What this task involves
Reproduce the material word for word, starting at its first line and ending with the line that contains "<point>284,200</point>". Include that line and nothing past it.

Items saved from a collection

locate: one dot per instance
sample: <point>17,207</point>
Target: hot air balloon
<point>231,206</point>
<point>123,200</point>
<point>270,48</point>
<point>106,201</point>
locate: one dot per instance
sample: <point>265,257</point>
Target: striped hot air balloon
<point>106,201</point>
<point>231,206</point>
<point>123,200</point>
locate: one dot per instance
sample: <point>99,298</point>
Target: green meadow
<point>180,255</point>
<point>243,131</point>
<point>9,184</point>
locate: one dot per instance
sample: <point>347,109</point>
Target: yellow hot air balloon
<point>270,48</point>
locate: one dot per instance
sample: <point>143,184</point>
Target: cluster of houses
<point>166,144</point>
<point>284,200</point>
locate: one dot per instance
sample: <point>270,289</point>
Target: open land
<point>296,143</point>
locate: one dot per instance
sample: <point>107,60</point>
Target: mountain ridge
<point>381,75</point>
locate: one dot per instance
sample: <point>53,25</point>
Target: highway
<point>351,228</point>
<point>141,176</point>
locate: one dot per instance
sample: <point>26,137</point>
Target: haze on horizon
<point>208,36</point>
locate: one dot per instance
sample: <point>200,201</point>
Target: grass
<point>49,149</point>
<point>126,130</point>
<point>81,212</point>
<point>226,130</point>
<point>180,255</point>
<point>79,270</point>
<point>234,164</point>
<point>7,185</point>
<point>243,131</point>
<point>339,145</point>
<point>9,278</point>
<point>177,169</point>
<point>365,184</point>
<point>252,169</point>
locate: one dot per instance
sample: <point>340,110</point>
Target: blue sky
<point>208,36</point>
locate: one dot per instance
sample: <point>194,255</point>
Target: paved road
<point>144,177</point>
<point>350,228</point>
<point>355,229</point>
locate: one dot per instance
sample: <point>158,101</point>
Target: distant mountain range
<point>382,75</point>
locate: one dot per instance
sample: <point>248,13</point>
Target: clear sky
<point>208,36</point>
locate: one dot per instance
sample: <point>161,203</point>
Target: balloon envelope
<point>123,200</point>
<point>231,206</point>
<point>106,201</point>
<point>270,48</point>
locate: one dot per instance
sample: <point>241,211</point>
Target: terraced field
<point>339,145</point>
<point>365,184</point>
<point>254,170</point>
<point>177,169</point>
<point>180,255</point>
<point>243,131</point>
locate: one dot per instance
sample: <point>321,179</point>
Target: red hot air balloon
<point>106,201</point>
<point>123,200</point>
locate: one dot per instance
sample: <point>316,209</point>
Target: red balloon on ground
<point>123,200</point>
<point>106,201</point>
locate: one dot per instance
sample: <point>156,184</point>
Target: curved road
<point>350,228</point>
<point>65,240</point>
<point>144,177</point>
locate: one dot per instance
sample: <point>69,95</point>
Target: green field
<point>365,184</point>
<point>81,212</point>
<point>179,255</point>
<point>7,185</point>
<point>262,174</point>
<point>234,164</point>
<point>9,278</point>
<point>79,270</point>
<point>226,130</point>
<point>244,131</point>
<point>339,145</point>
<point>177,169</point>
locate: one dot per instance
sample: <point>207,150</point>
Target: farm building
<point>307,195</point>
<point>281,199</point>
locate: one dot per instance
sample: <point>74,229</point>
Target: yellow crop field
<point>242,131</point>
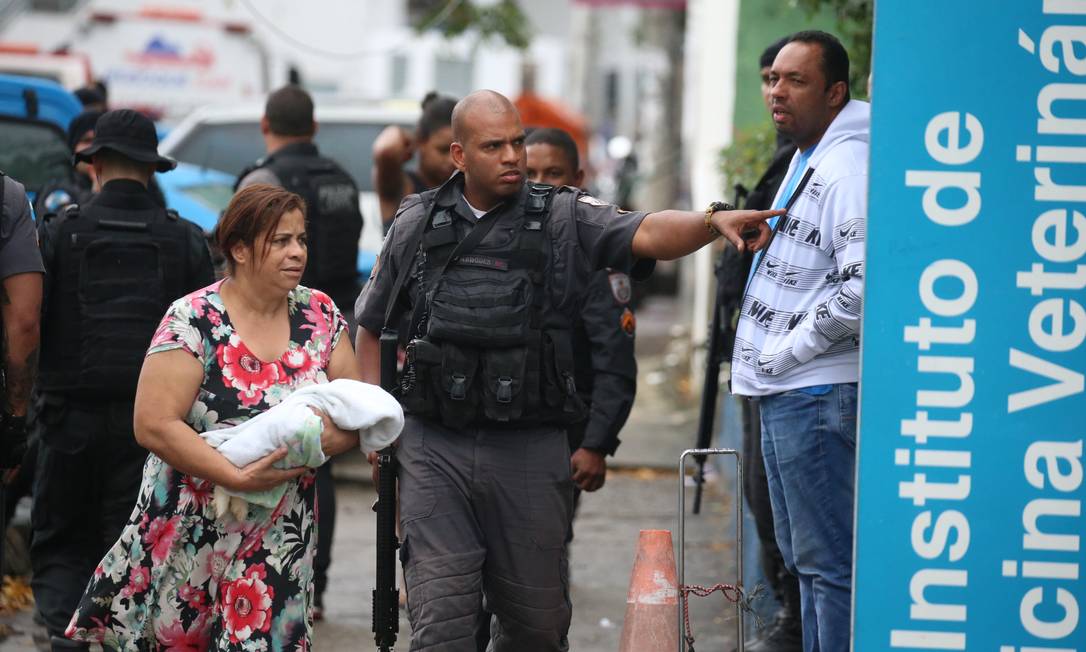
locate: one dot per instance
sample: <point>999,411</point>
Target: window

Complete response
locate: one dot per instance
sample: <point>17,207</point>
Target: hot air balloon
<point>231,206</point>
<point>123,200</point>
<point>270,48</point>
<point>106,201</point>
locate: one dot per instance
sample: <point>265,257</point>
Target: striped hot air balloon
<point>106,201</point>
<point>231,206</point>
<point>123,200</point>
locate: one dot per instance
sample: <point>99,298</point>
Target: green meadow
<point>180,255</point>
<point>243,131</point>
<point>9,184</point>
locate: one dot per instance
sample: <point>347,109</point>
Target: yellow hot air balloon
<point>270,48</point>
locate: one dot per instance
sample: <point>143,184</point>
Target: cluster of houses
<point>166,144</point>
<point>284,200</point>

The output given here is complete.